● **What you are asked to do**: Continue the blog post on the Senate report about detainee interrogation from where it stops.
--- Start Excerpt provided ---
Friday, December 12, 2008

Impeachment Is Still Off The Table

Well, shut my mouth and call me Fanny! A bipartisan Senate committee report has found that high level Bush administration officials are responsible for authorizing "harsh interrogation techniques" at Gitmo and elsewhere. From the Washington Post:

A bipartisan panel of senators has concluded that former defense secretary Donald H. Rumsfeld and other top Bush administration officials bear direct responsibility for the harsh treatment of detainees at Guantanamo Bay, and that their decisions led to more serious abuses in Iraq and elsewhere.

In the most comprehensive critique by Congress of the military's interrogation practices, the Senate Armed Services Committee issued a report yesterday that accuses Rumsfeld and his deputies of being the authors and chief promoters of harsh interrogation policies that disgraced the nation and undermined U.S. security. The report, released by Sens. Carl M. Levin (D-Mich.) and John McCain (R-Ariz.), contends that Pentagon officials later tried to create a false impression that the policies were unrelated to acts of detainee abuse committed by members of the military.

The report is the most direct refutation to date of the administration's rationale for using aggressive interrogation tactics -- that inflicting humiliation and pain on detainees was legal and effective, and helped protect the country. The 25-member panel, without one dissent among the 12 Republican members, declared the opposite to be true.

The administration's policies and the resulting controversies, the panel concluded, "damaged our ability to collect accurate intelligence that could save lives, strengthened the hand of our enemies, and compromised our moral authority."
[Emphasis added]

The timing of the report is certainly interesting. The investigation by the Senate Armed Services Committee has been going on for quite some time, presumably predating the national conventions of the GOP and Democrats and the election campaign, yet not a peep about the findings emerged during the campaign, even though one of the principals in the investigation was running for president. Suddenly, six weeks after the election and a month before the inauguration of the new president, the report appears. That, however, is not the only interesting aspect of the report.
--- End Excerpt provided ---
--- Start Records shown ---
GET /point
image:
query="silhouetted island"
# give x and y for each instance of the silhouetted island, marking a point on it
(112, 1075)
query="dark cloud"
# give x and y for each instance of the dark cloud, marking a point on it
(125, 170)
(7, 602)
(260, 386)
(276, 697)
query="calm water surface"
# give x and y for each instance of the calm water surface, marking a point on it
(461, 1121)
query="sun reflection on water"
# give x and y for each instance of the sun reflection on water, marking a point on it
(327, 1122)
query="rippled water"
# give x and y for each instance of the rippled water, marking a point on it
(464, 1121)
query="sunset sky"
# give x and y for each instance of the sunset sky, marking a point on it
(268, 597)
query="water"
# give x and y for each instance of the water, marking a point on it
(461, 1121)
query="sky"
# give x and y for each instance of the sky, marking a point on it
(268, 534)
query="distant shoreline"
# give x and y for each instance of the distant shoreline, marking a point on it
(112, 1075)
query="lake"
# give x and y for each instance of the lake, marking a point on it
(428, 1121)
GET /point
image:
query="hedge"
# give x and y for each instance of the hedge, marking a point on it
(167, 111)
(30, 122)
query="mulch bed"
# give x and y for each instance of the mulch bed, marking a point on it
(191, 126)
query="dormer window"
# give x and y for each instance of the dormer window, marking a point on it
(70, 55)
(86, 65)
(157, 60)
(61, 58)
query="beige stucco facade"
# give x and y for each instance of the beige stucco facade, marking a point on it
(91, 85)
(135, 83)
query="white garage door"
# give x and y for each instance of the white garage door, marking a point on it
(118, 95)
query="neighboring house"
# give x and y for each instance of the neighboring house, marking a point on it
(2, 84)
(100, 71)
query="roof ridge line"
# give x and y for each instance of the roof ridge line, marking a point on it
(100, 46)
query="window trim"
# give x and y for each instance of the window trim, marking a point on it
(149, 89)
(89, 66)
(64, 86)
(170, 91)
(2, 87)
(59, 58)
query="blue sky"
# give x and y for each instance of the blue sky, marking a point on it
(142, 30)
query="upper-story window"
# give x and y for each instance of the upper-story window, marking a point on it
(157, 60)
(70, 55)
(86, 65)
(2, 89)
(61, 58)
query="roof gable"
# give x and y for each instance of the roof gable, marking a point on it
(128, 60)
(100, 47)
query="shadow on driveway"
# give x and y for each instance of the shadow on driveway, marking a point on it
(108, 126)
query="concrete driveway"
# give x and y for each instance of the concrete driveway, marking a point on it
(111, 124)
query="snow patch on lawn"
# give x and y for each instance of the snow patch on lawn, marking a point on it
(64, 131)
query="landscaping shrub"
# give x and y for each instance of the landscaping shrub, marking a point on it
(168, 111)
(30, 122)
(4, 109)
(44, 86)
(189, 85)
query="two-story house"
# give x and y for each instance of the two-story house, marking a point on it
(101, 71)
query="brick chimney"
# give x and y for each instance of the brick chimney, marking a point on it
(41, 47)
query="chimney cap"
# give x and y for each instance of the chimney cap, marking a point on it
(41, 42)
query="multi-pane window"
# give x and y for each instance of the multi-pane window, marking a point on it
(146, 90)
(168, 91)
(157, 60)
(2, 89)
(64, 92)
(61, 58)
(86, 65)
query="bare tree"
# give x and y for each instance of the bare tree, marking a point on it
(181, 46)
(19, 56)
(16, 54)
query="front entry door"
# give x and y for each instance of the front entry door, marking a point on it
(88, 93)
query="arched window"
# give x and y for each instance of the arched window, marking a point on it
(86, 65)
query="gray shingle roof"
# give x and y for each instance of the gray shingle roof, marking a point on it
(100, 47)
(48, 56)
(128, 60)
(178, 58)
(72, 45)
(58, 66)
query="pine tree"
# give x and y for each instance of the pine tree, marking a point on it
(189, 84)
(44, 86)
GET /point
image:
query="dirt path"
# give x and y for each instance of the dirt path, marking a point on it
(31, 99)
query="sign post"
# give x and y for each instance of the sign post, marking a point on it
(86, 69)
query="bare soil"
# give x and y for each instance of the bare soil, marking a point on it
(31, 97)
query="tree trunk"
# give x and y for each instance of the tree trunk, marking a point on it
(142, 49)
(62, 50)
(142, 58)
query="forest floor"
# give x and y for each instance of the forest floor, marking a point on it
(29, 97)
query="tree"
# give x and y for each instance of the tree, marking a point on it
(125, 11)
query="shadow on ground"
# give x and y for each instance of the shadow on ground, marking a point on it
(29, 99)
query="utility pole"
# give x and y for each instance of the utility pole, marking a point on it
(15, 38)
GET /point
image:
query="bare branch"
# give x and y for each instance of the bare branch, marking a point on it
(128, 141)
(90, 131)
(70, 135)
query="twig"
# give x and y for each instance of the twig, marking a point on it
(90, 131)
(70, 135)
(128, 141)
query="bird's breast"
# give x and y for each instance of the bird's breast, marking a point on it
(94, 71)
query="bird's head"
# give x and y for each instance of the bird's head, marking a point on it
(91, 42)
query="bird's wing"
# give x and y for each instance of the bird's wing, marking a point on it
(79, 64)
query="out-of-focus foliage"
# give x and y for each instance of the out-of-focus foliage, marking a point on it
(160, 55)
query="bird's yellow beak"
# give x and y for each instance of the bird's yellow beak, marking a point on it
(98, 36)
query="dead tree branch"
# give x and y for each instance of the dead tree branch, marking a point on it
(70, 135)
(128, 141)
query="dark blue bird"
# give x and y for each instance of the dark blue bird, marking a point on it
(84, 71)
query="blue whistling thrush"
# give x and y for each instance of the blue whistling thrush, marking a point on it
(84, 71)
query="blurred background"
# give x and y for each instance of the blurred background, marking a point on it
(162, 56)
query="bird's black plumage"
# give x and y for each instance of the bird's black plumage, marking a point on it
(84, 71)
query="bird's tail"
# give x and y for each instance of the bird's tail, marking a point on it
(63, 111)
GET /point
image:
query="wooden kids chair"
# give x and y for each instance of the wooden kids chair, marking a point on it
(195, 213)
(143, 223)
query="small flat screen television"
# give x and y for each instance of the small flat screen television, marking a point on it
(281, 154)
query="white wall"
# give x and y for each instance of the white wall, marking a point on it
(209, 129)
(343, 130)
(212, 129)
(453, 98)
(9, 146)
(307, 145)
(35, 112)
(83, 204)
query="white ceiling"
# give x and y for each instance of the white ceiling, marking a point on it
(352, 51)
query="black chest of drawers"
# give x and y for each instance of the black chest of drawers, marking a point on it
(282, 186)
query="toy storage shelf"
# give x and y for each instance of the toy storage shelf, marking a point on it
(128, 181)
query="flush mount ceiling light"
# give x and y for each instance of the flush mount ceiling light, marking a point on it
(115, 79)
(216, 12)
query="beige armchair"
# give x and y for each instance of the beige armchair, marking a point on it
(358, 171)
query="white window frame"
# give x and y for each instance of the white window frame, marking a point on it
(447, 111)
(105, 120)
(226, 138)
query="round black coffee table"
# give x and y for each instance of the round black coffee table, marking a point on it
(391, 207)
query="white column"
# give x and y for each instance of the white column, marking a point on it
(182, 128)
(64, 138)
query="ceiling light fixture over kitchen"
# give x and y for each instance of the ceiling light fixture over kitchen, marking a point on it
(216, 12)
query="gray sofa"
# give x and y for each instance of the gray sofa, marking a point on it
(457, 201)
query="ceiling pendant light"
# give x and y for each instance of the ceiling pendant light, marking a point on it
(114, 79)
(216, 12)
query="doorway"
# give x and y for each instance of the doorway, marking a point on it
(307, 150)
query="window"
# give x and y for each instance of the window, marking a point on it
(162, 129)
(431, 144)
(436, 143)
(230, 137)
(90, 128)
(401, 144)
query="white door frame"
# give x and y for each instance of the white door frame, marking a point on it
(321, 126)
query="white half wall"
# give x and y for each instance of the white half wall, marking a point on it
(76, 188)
--- End Records shown ---
● **Task response**:
Donald Rumsfeld, the former Defense Secretary who was unceremoniously dumped after the 2006 election, is being cast as the heavy in the scenario. Now, I'm reasonably certain that Mr. Rumsfeld deserves the role, but it is highly unlikely that he operated in a vacuum. The report also mentions a few other officials, according to the WaPo article:

...Senate investigators said the seeds of the policy originated in a Feb. 7, 2002, memo signed by President Bush declaring that the Geneva Conventions, which outline standards for the humane treatment of detainees, did not apply to captured al-Qaeda and Taliban fighters. As early as that spring, top administration officials, including then-national security adviser Condoleezza Rice, participated in meetings where the use of coercive measures was discussed, the panel said, drawing on a statement by Rice released this year. [Emphasis added]

The Democratic leadership in the 110th Congress kept impeachment off the table, and at this point, any such move is far too late to have any significance. Prosecution for these war crimes, however, is still a viable response, and I hope the 111th Congress and the Justice Department will have the genitals to take the necessary steps to bring some meaningful closure to this shameful episode in our history.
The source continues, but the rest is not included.